==== Extract to read

Research: SANCHEZ-MORENO and others,
Listed in Issue 142
SANCHEZ-MORENO and others, Nutrition and Neurocognition Laboratory, Jean Mayer USDA-Human Nutrition Research Center on Aging at Tufts University, Boston, MA 02111, USA, firstname.lastname@example.org, have studied the benefits of eating Gazpacho.
Consumption of fruits and vegetables is associated with a reduced risk of death from all causes including heart disease and stroke. The aim of this study was to assess the bioavailability of vitamin C from a Mediterranean vegetable soup (gazpacho) and its influence on a variety of markers of immune function.
Six men and six women consumed 500 ml of commercial gazpacho, constituted mainly of tomato, pepper and cucumber, per day for 14 days, corresponding to an intake of 78 mg of vitamin C per day.
There were no differences in baseline plasma vitamin C concentrations between the men and women. Vitamin C concentrations were significantly higher (p < .03) on days 7 and 14 of the intervention. Baseline concentrations of uric acid and 8-epi-PGF2alpha were significantly higher (p < or = .032) in men than in women. Baseline concentrations of 8-epi-PGF2alpha decreased significantly (p < or = .05) by day 14 of the intervention. A significant inverse correlation was observed between vitamin C and 8-epi-PGF2alpha (r = -.415, p = .049). Baseline concentrations of PGF2 and MCP-1 were significantly higher (p< or = .025) in men than in women but decreased significantly (p< or = .05) by day 14 of the intervention. No effect on TNF-alpha, IL-1beta and IL-6 was observed at day 14 of the intervention.
Drinking a pint of gazpacho a day significantly increases plasma concentrations of vitamin C and beneficially affects immune function in healthy humans.
Sanchez-Moreno C et al. Mediterranean vegetable soup consumption increases plasma vitamin C and decreases F2-isoprostanes, prostaglandin E2 and monocyte chemotactic protein-1 in healthy humans. Journal of Nutritional Biochemistry 17 (3): 183-9, Mar 2006.

========
==== Input data

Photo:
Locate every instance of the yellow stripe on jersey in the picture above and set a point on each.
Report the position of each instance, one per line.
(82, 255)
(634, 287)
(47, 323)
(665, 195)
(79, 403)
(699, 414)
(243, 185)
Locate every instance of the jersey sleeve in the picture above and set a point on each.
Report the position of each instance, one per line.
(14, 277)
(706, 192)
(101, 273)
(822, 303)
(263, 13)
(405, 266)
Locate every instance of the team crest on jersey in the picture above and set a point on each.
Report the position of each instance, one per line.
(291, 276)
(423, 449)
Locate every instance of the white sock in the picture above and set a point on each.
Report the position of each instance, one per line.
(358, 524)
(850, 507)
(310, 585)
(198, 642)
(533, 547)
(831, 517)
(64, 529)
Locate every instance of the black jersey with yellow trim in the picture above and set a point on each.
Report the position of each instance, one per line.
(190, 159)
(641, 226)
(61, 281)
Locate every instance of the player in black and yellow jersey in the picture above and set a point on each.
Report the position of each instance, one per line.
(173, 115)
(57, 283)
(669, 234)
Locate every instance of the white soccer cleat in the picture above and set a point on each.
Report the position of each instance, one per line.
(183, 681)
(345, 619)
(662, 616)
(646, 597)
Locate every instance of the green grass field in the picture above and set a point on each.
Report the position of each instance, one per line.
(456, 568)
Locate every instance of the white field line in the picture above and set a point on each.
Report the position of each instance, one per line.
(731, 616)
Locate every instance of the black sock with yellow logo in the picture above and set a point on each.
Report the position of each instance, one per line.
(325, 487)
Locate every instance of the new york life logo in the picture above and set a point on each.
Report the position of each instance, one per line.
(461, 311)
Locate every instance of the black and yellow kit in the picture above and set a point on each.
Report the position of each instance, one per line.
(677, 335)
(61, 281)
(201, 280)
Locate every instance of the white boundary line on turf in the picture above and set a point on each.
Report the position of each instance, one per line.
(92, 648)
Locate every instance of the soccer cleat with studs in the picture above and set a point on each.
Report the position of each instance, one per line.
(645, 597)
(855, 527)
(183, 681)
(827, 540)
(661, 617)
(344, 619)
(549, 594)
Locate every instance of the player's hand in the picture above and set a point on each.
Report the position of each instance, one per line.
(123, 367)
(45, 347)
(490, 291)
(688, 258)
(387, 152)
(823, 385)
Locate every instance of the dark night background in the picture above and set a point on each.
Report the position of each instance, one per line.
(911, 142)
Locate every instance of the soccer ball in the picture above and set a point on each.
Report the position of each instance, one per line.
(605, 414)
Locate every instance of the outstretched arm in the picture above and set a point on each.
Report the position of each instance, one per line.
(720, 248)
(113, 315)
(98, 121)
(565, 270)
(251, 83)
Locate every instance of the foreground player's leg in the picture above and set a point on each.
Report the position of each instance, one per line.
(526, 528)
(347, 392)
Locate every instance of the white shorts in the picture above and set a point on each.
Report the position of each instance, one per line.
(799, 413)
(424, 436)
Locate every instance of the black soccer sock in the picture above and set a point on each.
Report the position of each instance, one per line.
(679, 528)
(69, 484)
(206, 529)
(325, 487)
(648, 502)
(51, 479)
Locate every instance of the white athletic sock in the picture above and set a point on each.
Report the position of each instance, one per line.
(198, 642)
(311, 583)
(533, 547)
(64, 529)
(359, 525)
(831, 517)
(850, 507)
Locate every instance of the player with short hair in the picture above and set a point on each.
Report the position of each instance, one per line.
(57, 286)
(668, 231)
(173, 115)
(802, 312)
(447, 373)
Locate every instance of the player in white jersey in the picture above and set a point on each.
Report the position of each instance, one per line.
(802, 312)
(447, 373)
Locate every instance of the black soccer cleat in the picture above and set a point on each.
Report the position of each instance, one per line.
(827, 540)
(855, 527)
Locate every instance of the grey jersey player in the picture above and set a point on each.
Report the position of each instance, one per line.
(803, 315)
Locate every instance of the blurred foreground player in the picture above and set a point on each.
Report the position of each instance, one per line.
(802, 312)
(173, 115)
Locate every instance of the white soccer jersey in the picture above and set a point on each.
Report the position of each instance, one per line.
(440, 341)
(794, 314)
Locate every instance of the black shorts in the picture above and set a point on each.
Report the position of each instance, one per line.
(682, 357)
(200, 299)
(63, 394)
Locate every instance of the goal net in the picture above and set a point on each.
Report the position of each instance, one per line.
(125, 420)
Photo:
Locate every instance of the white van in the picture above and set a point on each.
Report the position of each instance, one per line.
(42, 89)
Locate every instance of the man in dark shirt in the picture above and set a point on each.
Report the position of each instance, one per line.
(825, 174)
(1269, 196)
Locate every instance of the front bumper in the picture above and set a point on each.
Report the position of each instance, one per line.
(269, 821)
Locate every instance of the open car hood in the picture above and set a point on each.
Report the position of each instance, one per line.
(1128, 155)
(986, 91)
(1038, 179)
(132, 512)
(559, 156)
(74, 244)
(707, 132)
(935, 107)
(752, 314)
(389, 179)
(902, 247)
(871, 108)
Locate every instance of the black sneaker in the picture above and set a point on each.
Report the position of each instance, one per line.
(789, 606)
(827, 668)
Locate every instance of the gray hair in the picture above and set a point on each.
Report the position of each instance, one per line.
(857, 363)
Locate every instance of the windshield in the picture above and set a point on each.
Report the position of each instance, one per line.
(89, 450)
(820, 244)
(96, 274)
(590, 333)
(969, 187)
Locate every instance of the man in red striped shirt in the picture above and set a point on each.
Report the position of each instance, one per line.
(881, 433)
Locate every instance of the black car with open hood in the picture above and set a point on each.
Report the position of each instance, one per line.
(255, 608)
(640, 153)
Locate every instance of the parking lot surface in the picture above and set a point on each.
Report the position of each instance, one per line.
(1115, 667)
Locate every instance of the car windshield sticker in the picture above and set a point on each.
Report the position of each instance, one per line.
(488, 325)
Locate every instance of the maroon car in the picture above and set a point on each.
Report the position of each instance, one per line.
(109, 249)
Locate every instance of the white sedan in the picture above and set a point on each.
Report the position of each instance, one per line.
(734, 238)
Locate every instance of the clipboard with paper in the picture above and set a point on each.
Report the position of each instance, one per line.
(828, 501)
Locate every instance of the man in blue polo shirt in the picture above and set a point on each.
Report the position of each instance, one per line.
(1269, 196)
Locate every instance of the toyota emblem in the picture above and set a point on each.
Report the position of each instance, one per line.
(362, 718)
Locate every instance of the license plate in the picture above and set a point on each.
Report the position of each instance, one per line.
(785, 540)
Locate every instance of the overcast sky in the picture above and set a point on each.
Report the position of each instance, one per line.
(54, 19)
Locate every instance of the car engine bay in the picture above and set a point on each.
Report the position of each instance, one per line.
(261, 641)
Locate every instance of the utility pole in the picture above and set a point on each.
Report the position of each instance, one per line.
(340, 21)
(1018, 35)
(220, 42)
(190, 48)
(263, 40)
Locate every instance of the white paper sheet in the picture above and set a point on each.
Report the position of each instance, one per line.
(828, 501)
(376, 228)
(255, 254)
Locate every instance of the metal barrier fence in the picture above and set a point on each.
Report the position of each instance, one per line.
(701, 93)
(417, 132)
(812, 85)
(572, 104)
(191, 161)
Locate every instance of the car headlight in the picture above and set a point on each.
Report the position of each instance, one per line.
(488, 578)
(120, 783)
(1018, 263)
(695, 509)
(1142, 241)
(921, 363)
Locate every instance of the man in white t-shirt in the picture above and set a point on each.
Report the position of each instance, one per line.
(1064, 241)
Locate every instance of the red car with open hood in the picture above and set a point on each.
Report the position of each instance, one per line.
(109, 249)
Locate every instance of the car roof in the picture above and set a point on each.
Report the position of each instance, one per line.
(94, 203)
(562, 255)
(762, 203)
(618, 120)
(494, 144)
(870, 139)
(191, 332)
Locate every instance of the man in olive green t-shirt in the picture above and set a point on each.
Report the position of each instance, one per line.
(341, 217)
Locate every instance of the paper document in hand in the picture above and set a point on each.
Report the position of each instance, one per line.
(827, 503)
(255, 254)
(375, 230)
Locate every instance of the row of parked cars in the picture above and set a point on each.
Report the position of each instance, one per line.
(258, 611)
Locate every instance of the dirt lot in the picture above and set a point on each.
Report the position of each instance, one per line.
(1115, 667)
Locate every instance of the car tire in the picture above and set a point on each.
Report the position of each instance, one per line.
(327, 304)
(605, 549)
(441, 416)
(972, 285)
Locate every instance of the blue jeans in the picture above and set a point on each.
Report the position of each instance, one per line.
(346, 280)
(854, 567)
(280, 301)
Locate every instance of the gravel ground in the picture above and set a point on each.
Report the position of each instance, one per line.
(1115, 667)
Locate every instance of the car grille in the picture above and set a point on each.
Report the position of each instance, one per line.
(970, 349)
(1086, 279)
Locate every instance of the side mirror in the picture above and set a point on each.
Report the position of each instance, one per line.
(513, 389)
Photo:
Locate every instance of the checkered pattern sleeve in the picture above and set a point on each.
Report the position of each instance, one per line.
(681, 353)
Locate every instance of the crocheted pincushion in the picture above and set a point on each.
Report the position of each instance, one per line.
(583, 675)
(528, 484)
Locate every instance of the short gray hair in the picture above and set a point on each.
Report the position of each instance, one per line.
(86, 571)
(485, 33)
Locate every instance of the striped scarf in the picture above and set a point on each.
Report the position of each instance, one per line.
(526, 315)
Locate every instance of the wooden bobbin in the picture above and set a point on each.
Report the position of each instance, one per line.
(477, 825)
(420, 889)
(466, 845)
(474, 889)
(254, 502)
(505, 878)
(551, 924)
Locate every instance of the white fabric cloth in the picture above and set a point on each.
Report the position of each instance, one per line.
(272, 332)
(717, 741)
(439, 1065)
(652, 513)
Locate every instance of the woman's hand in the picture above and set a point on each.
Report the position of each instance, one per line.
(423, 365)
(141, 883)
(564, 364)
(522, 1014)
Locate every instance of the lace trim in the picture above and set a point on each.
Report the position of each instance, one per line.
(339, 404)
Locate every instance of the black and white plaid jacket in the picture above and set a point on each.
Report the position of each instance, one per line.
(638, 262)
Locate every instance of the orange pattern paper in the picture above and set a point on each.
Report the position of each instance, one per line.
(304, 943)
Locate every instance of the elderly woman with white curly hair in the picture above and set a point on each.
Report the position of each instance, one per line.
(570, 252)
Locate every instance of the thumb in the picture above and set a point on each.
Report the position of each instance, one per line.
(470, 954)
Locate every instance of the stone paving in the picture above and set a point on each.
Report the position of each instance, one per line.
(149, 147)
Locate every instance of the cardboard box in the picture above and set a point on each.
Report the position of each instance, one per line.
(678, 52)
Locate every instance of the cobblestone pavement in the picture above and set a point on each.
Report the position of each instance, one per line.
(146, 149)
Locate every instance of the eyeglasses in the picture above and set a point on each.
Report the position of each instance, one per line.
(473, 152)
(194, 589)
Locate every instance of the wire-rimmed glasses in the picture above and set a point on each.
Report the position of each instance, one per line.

========

Required action: Copy out the whole gazpacho study summary from above, word for word.

Reply:
Research: SANCHEZ-MORENO and others,
Listed in Issue 142
SANCHEZ-MORENO and others, Nutrition and Neurocognition Laboratory, Jean Mayer USDA-Human Nutrition Research Center on Aging at Tufts University, Boston, MA 02111, USA, firstname.lastname@example.org, have studied the benefits of eating Gazpacho.
Consumption of fruits and vegetables is associated with a reduced risk of death from all causes including heart disease and stroke. The aim of this study was to assess the bioavailability of vitamin C from a Mediterranean vegetable soup (gazpacho) and its influence on a variety of markers of immune function.
Six men and six women consumed 500 ml of commercial gazpacho, constituted mainly of tomato, pepper and cucumber, per day for 14 days, corresponding to an intake of 78 mg of vitamin C per day.
There were no differences in baseline plasma vitamin C concentrations between the men and women. Vitamin C concentrations were significantly higher (p < .03) on days 7 and 14 of the intervention. Baseline concentrations of uric acid and 8-epi-PGF2alpha were significantly higher (p < or = .032) in men than in women. Baseline concentrations of 8-epi-PGF2alpha decreased significantly (p < or = .05) by day 14 of the intervention. A significant inverse correlation was observed between vitamin C and 8-epi-PGF2alpha (r = -.415, p = .049). Baseline concentrations of PGF2 and MCP-1 were significantly higher (p< or = .025) in men than in women but decreased significantly (p< or = .05) by day 14 of the intervention. No effect on TNF-alpha, IL-1beta and IL-6 was observed at day 14 of the intervention.
Drinking a pint of gazpacho a day significantly increases plasma concentrations of vitamin C and beneficially affects immune function in healthy humans.
Sanchez-Moreno C et al. Mediterranean vegetable soup consumption increases plasma vitamin C and decreases F2-isoprostanes, prostaglandin E2 and monocyte chemotactic protein-1 in healthy humans. Journal of Nutritional Biochemistry 17 (3): 183-9, Mar 2006.